▶ **About this task**:
Return only those lines of the listing that hold the word "ground".

▶ **Information shown**:

★ ★ ★

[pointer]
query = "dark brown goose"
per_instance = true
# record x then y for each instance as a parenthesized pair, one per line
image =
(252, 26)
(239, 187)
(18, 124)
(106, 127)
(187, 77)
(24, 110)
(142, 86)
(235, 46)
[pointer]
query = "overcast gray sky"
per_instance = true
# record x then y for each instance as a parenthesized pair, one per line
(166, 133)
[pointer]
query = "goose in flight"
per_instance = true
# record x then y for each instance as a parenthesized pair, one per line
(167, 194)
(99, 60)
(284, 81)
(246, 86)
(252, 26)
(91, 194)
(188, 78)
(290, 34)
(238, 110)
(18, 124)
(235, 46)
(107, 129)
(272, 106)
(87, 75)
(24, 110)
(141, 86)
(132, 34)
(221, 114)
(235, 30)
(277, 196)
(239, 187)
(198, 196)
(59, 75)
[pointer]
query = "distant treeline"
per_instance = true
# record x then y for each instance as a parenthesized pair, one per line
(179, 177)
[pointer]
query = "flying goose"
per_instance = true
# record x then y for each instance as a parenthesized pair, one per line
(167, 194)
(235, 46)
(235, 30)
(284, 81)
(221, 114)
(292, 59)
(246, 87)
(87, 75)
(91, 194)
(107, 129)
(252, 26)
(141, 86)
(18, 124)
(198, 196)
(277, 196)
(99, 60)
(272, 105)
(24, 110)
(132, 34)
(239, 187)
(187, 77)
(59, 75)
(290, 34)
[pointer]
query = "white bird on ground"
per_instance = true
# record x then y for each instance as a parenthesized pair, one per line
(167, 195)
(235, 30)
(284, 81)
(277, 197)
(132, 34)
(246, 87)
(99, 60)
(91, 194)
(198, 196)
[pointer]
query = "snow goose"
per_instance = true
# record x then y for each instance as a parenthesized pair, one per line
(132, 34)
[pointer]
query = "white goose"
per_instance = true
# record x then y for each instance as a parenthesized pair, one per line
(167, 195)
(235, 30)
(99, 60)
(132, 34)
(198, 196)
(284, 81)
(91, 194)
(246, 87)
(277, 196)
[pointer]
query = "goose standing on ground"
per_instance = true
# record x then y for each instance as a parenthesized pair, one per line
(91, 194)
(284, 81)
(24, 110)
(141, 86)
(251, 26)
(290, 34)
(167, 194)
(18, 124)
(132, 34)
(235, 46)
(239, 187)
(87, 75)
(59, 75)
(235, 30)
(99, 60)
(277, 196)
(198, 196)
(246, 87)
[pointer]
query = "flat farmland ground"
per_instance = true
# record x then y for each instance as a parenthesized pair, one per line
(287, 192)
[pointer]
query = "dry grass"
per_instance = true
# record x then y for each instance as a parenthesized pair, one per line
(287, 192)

★ ★ ★

▶ **Task output**:
query = "white bird on ground"
query = "goose standing on ground"
query = "flat farmland ground"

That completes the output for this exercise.